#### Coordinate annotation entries
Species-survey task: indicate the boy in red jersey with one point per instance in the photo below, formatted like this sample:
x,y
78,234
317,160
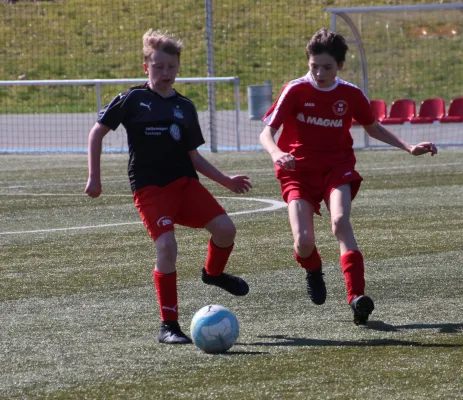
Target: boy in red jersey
x,y
314,161
163,135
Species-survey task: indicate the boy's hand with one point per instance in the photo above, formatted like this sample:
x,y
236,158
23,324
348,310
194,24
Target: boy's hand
x,y
239,184
423,148
93,188
284,160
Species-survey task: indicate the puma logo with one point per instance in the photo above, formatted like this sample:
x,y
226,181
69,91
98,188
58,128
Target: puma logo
x,y
148,106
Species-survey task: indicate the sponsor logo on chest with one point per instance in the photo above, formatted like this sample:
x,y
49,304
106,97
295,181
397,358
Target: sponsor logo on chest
x,y
325,122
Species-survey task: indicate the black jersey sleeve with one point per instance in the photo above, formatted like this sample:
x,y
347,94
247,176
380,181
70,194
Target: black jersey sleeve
x,y
113,113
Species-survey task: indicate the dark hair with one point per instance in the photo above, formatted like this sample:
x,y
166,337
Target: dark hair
x,y
325,41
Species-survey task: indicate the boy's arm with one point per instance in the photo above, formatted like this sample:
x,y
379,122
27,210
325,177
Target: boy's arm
x,y
95,139
267,139
237,184
379,132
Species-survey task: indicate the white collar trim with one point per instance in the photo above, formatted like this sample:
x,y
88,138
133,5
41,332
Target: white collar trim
x,y
328,89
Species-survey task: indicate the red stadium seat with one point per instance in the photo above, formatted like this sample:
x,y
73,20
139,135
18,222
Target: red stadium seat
x,y
455,113
379,109
430,110
402,110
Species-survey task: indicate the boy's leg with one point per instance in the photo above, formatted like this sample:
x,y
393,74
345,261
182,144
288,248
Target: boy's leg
x,y
157,208
201,210
219,249
165,282
351,259
305,252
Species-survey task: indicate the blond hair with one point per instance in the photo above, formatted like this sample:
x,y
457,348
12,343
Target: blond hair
x,y
163,41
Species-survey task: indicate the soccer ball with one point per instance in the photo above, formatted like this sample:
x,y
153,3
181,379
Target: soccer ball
x,y
214,329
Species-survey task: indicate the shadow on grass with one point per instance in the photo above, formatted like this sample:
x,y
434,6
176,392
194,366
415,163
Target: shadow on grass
x,y
284,340
442,328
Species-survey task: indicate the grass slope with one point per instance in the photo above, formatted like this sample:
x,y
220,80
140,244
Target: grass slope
x,y
255,41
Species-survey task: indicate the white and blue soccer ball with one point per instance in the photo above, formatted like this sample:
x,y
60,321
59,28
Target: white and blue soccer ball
x,y
214,329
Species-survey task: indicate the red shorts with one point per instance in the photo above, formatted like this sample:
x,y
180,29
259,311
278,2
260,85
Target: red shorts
x,y
315,186
185,202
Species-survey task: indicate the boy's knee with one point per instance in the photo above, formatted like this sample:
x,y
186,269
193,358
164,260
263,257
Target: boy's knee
x,y
304,245
340,224
166,247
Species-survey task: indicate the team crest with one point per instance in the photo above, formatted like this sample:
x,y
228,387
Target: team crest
x,y
340,107
178,113
174,131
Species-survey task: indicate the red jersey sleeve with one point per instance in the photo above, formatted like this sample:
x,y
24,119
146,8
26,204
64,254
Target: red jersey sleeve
x,y
362,111
281,109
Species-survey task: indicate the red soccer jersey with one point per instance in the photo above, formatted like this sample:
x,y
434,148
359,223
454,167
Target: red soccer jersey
x,y
316,121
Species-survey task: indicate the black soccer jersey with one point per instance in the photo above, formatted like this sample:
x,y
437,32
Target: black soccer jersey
x,y
160,133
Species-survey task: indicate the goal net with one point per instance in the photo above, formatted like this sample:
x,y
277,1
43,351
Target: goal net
x,y
405,52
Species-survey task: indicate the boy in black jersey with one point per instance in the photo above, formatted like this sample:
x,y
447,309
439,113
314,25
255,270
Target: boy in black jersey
x,y
163,135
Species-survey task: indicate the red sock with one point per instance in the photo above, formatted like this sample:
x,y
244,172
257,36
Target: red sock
x,y
217,258
310,263
166,290
354,273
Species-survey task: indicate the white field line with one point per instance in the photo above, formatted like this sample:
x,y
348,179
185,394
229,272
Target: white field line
x,y
274,205
410,166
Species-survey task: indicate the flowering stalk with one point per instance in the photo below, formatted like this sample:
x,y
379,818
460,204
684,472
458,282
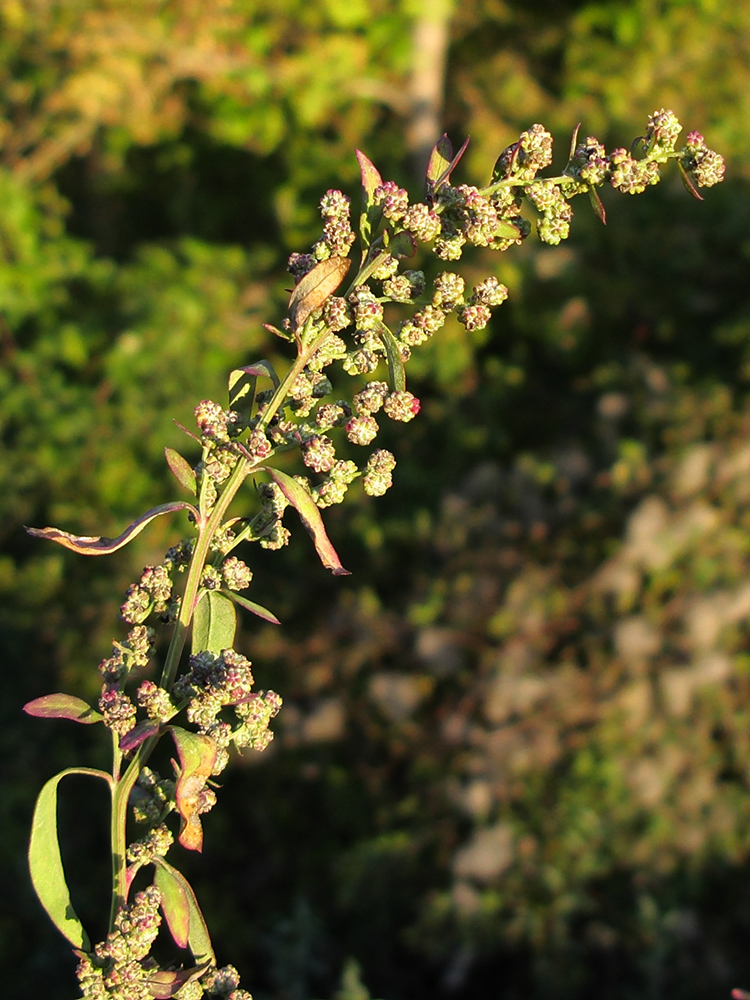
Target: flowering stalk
x,y
205,700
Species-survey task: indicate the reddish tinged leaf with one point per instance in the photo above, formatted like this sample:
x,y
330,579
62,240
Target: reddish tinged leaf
x,y
309,514
98,545
181,469
316,288
139,734
62,706
182,913
197,755
371,178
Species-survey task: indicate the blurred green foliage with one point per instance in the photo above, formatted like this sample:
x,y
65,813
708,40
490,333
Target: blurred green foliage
x,y
514,756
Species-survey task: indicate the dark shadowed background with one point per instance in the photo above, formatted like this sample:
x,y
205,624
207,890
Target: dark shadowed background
x,y
514,756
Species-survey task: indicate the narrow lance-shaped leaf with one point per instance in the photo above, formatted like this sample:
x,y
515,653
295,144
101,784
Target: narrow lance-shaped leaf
x,y
62,706
181,469
574,142
396,373
317,286
197,755
596,204
182,912
251,606
440,159
168,982
139,734
214,623
45,862
309,514
174,902
242,382
506,230
442,163
98,545
688,182
371,213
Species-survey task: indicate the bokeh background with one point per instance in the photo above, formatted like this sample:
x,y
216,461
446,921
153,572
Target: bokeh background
x,y
514,757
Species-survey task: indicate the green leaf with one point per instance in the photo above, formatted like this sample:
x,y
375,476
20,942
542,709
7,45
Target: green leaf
x,y
242,382
182,912
396,373
309,514
181,469
168,982
174,902
441,164
574,142
214,623
62,706
251,606
506,230
440,160
139,734
401,245
688,182
596,204
371,214
197,755
45,862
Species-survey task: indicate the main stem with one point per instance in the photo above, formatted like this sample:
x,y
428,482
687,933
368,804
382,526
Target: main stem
x,y
207,528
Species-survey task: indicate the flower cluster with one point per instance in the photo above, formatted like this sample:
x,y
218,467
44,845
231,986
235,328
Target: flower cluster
x,y
116,969
215,683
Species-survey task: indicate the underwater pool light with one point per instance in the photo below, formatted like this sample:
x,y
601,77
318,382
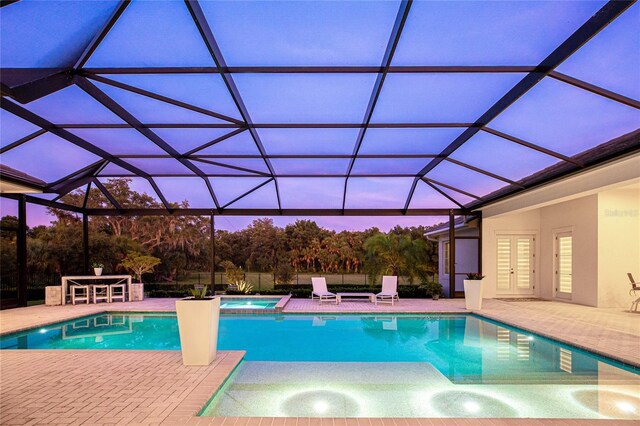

#### JOB
Count the lines in the entries above that contain the string "stalk", treating uppercase and lowercase as different. Give only the number.

#### RESPONSE TO THIS TASK
2